Given records Block Start
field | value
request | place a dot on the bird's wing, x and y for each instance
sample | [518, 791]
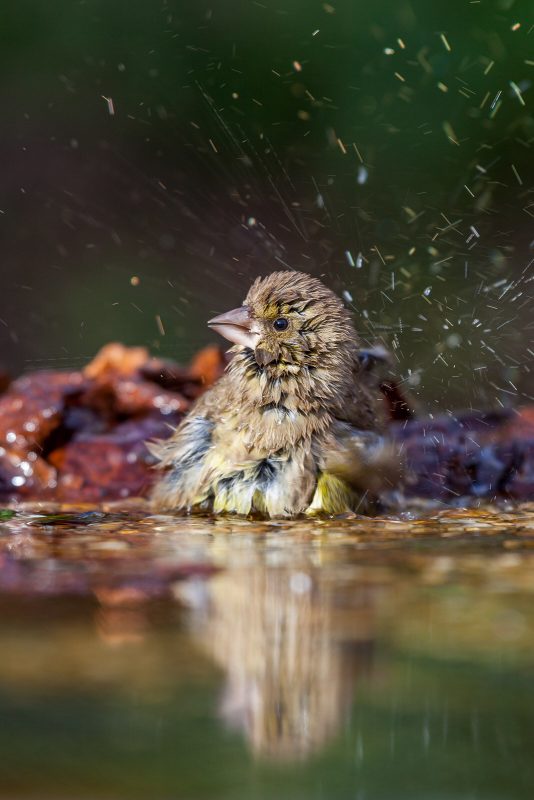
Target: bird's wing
[183, 455]
[365, 460]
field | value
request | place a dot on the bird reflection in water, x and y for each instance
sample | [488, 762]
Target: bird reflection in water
[292, 654]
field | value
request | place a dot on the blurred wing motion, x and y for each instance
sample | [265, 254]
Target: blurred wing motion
[356, 468]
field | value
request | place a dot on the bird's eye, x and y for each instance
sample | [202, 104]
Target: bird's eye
[280, 324]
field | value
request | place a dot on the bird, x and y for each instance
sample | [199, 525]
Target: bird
[294, 426]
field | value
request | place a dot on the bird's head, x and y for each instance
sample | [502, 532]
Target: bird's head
[290, 320]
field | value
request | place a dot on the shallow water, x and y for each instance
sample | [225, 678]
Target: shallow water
[161, 657]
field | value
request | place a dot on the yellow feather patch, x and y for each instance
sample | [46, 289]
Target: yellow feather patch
[332, 496]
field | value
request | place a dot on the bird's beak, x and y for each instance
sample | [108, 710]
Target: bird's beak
[237, 326]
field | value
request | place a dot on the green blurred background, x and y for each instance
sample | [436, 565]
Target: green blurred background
[193, 145]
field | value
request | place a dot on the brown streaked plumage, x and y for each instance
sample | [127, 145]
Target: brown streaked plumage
[294, 424]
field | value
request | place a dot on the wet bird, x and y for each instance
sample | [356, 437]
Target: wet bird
[294, 425]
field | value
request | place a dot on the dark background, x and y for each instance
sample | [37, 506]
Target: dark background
[252, 136]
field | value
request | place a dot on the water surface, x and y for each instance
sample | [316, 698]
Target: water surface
[155, 657]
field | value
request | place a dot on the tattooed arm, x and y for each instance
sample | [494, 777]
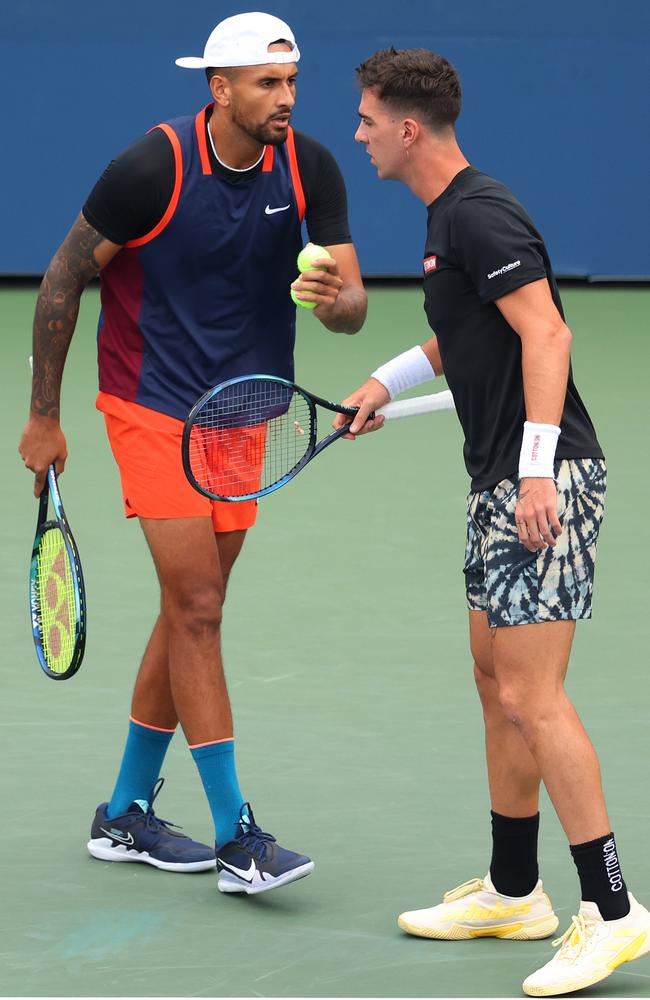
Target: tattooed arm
[80, 257]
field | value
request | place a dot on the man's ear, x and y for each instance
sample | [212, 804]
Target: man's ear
[220, 90]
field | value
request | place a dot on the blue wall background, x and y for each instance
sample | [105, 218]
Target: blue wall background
[555, 105]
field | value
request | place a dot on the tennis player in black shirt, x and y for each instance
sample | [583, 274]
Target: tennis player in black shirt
[534, 511]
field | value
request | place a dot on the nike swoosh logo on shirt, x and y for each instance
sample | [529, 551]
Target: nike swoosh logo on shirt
[115, 836]
[246, 875]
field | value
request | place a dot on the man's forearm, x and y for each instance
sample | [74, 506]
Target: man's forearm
[55, 319]
[545, 363]
[348, 313]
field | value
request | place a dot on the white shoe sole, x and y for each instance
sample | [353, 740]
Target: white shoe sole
[572, 986]
[230, 883]
[105, 850]
[530, 930]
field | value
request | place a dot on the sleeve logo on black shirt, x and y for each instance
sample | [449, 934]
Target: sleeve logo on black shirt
[505, 269]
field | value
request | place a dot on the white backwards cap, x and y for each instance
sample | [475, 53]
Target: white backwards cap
[243, 40]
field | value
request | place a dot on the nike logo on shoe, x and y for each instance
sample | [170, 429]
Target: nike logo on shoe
[247, 876]
[118, 835]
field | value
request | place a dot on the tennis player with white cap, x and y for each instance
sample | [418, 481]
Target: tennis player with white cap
[194, 231]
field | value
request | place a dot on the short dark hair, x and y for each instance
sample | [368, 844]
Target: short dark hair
[414, 80]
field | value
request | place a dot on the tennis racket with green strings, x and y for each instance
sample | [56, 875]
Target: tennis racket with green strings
[57, 596]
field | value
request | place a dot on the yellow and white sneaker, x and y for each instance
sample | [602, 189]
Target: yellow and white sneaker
[591, 949]
[476, 909]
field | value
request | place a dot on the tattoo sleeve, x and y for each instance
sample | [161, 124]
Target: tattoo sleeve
[70, 270]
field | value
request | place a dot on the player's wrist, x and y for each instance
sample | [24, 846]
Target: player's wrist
[405, 371]
[537, 454]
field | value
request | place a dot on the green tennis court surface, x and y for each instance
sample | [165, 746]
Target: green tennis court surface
[358, 729]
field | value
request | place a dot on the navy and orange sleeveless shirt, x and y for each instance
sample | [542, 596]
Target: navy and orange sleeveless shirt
[204, 295]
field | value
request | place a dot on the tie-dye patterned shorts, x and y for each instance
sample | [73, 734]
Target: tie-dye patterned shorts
[518, 587]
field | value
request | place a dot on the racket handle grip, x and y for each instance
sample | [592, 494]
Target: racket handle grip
[417, 405]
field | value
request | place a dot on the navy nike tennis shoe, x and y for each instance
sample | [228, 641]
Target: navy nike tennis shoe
[139, 835]
[253, 862]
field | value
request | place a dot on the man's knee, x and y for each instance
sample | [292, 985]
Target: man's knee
[195, 606]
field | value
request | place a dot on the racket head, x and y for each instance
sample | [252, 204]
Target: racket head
[57, 596]
[248, 437]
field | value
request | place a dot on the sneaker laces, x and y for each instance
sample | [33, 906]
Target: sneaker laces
[474, 885]
[153, 822]
[574, 938]
[253, 838]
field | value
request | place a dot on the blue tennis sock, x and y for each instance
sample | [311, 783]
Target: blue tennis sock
[143, 756]
[216, 764]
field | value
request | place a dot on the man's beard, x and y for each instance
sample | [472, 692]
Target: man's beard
[265, 134]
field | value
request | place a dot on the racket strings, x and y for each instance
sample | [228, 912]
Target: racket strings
[56, 598]
[248, 437]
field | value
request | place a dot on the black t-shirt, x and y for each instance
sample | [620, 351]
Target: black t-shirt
[481, 245]
[133, 193]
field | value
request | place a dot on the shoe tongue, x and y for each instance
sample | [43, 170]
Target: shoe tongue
[590, 910]
[245, 821]
[139, 805]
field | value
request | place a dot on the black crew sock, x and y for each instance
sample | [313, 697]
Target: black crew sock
[513, 868]
[600, 876]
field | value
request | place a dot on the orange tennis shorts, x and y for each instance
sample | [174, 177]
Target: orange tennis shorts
[147, 448]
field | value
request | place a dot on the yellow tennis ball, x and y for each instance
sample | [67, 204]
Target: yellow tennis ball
[303, 302]
[309, 254]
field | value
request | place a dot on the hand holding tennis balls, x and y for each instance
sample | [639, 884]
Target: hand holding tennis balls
[306, 258]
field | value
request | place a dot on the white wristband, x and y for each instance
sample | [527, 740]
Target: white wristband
[538, 451]
[406, 370]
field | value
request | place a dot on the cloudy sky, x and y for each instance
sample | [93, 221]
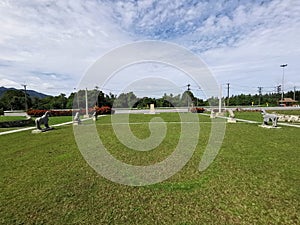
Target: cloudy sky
[48, 45]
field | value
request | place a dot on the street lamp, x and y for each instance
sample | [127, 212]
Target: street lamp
[282, 87]
[77, 93]
[26, 106]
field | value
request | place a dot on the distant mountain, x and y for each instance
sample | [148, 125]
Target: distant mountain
[31, 93]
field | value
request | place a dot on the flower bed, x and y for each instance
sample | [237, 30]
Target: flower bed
[100, 111]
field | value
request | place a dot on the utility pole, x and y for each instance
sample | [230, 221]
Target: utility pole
[259, 94]
[86, 105]
[228, 94]
[26, 106]
[220, 99]
[282, 87]
[77, 93]
[188, 97]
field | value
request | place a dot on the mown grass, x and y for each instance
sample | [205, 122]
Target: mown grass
[255, 179]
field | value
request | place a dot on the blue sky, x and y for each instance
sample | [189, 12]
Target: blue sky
[49, 44]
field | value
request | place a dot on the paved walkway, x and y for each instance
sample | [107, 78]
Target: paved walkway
[70, 122]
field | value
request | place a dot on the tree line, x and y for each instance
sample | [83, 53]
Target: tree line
[15, 100]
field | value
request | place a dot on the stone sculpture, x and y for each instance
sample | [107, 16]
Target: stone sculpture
[267, 117]
[76, 119]
[43, 120]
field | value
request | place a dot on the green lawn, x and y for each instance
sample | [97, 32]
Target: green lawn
[255, 179]
[11, 118]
Given records Block End
**Exercise**.
Repeat the records above exactly, leaving out any pictures they contain.

**Result of the exercise**.
field | value
request | place a dot on the bird's wing, x and y for each instance
sample | [518, 791]
Target: bird's wing
[183, 455]
[365, 460]
field | value
request | place a dot on the bird reflection in water, x and y for each instance
sample | [488, 762]
Target: bird reflection in water
[292, 654]
field | value
request | place a dot on the blurred wing motion, x and y for each instance
sample | [265, 254]
Target: blurred wing motion
[356, 468]
field | value
request | place a dot on the bird's eye, x and y for each instance
sample | [202, 104]
Target: bird's eye
[280, 324]
field | value
request | place a dot on the bird, x and y for each instance
sample | [199, 525]
Target: bird
[294, 426]
field | value
request | place a dot on the bird's head, x and y for each instance
sample | [502, 532]
Target: bird's head
[290, 320]
field | value
request | place a dot on the shallow water, x and y for each instance
sample | [225, 678]
Target: shallow water
[161, 657]
field | value
request | place a dot on the yellow feather patch, x and y for each instance
sample | [46, 289]
Target: yellow feather patch
[332, 496]
field | value
request | place a dot on the bird's beak, x and y for each instance
sample | [108, 710]
Target: bird's beak
[237, 326]
field | value
request | place a dot on the green blurred background, x and y for each instance
sample | [436, 565]
Target: green blurred background
[193, 145]
field | value
request | place a dot on the brown streaked plumage, x and y for each instance
sample | [127, 145]
Target: brown streaked plumage
[294, 424]
field | value
request | place a dot on the wet bird, x and y for each instance
sample | [356, 437]
Target: wet bird
[294, 425]
field | value
request | place a dot on the dark background, x and y for each instance
sample | [37, 506]
Target: dark background
[252, 136]
field | value
request | place a dot on the water surface, x and y for each instance
sample | [316, 698]
Target: water surface
[155, 657]
field | value
request | place a dot on the tattooed arm, x and y for each instance
sample | [494, 777]
Target: tattooed arm
[80, 257]
field | value
request | place a dot on the man's ear, x and y for each instance
sample | [212, 804]
Target: man's ear
[220, 90]
field | value
request | place a dot on the blue wall background, x and y for each instance
sample | [105, 218]
Target: blue wall background
[555, 105]
field | value
request | place a dot on the tennis player in black shirt, x and y for each instance
sample | [583, 274]
Target: tennis player in black shirt
[534, 511]
field | value
request | place a dot on the nike swoosh logo on shirt, x and y for each instance
sample | [529, 551]
Target: nike swoosh logo on shirt
[115, 836]
[246, 875]
field | value
request | place a dot on the man's forearm, x and y for each instance
sample | [74, 506]
Target: man's forearm
[55, 319]
[545, 363]
[348, 313]
field | value
request | place a dot on the white shoe sole, x and y for each instance
sample | [353, 740]
Target: white shoe sole
[572, 986]
[230, 883]
[105, 850]
[530, 930]
field | value
request | place a dot on the sleeve logo on black shirt, x and y for each instance
sample | [449, 934]
Target: sleeve logo on black shirt
[505, 269]
field | value
request | place a dot on the white backwards cap, x and y for each instance
sample | [475, 53]
Target: white backwards cap
[243, 40]
field | value
request | place a dot on the nike logo on shoe, x and y for each instance
sample | [170, 429]
Target: nike logo on shoe
[247, 876]
[118, 835]
field | value
request | place a dot on the tennis player with white cap, x and y for each instance
sample | [418, 481]
Target: tennis player with white cap
[194, 231]
field | value
request | place a dot on the short dark hair, x and y for each instance
sample | [368, 844]
Target: short dark hair
[414, 80]
field | value
request | place a dot on the tennis racket with green strings, x and y for each instance
sample | [56, 875]
Target: tennis racket with green strings
[57, 596]
field | value
request | place a dot on the yellow and white sneaker, x and y for each instance
sample | [602, 189]
Target: yellow and white sneaker
[591, 949]
[476, 909]
field | value
request | place a dot on the tattoo sleeve, x and y for each instance
sample | [161, 124]
Target: tattoo sleeve
[70, 270]
field | value
request | place a dot on the player's wrist, x and y for each instance
sample | [24, 846]
Target: player's wrist
[405, 371]
[537, 454]
field | value
request | place a dot on the green tennis court surface, x and y for each instance
sample | [165, 746]
Target: green tennis court surface
[358, 729]
field | value
request | place a dot on the navy and orange sleeveless shirt, x and y for each instance
sample | [542, 596]
Target: navy and orange sleeveless shirt
[204, 295]
field | value
request | place a dot on the tie-dye patterned shorts, x and y for each instance
sample | [73, 734]
Target: tie-dye patterned shorts
[518, 587]
field | value
request | place a dot on the racket handle grip, x and y for each instance
sample | [592, 494]
Target: racket handle grip
[417, 405]
field | value
request | place a dot on the navy nike tennis shoe, x and y for each instance
sample | [228, 641]
Target: navy nike tennis shoe
[139, 835]
[253, 862]
field | value
request | place a dot on the man's knee, x and y for each instance
sample | [292, 985]
Target: man's knee
[195, 606]
field | value
request | place a dot on the racket head, x and y for each instance
sample | [252, 204]
Target: racket head
[57, 596]
[248, 437]
field | value
request | place a dot on the sneaker laces, x and y for each instance
sample | [33, 906]
Target: sneaker laces
[474, 885]
[153, 822]
[574, 938]
[253, 838]
field | value
request | place a dot on the blue tennis sock, x and y for each instance
sample | [311, 783]
Target: blue tennis sock
[143, 756]
[216, 764]
field | value
request | place a dot on the man's beard, x and y for each instance
sample | [472, 692]
Target: man's beard
[265, 134]
field | value
request | place a dot on the racket strings, x and y for each instance
sample | [228, 912]
Target: racket strings
[56, 598]
[248, 437]
field | value
request | place a dot on the black t-shirt, x and y for each instance
sample | [620, 351]
Target: black t-shirt
[481, 245]
[133, 193]
field | value
request | place a dot on the shoe tongue, x and y for each instance
sample | [43, 170]
Target: shoe tongue
[590, 910]
[245, 821]
[139, 805]
field | value
request | place a dot on the black crew sock, x and y for each instance
sample | [313, 697]
Target: black crew sock
[513, 868]
[600, 876]
field | value
request | place a dot on the orange tennis shorts, x and y for each instance
sample | [174, 177]
Target: orange tennis shorts
[147, 448]
field | value
request | place a dot on the yellow tennis ball, x and y for each instance
sample | [67, 204]
Target: yellow tennis ball
[303, 302]
[309, 254]
field | value
request | place a dot on the hand holding tennis balls, x and y for each instance
sample | [639, 884]
Target: hand holding tennis balls
[306, 258]
field | value
request | place a dot on the white wristband, x and y for each instance
sample | [527, 740]
Target: white wristband
[538, 451]
[406, 370]
field | value
request | place a dot on the cloudy sky, x and y for each instance
sample | [93, 221]
Target: cloudy sky
[48, 45]
field | value
request | place a dot on the street lamp, x and y for each instance
sample | [127, 212]
Target: street lamp
[282, 87]
[77, 93]
[26, 106]
field | value
request | place a dot on the distant mountain, x and y for each instance
sample | [148, 125]
Target: distant mountain
[31, 93]
field | value
request | place a dot on the flower bed, x and y for each instance
sample | [237, 30]
Target: flower bed
[100, 111]
field | value
request | place a dot on the utility pole, x and y for each instance
sample | [230, 221]
Target: utility pole
[259, 94]
[86, 105]
[228, 94]
[26, 106]
[220, 99]
[282, 87]
[77, 93]
[188, 97]
field | value
request | place a dot on the mown grass, x and y for each instance
sample | [205, 122]
Target: mown grass
[255, 179]
field | value
request | place a dot on the blue sky, x and y for each instance
sample | [189, 12]
Target: blue sky
[49, 44]
field | value
request | place a dot on the paved walkway, x and y for each instance
sample | [107, 78]
Target: paved walkway
[70, 122]
field | value
request | place a dot on the tree line, x and y for each instance
sample | [83, 53]
Target: tree line
[15, 100]
field | value
request | place a dot on the stone sculpture, x and y for each instance
sample | [107, 16]
Target: stone sculpture
[267, 117]
[76, 119]
[43, 120]
field | value
request | place a dot on the green lawn, x and y for each instance
sample | [97, 32]
Target: green lawn
[255, 179]
[11, 118]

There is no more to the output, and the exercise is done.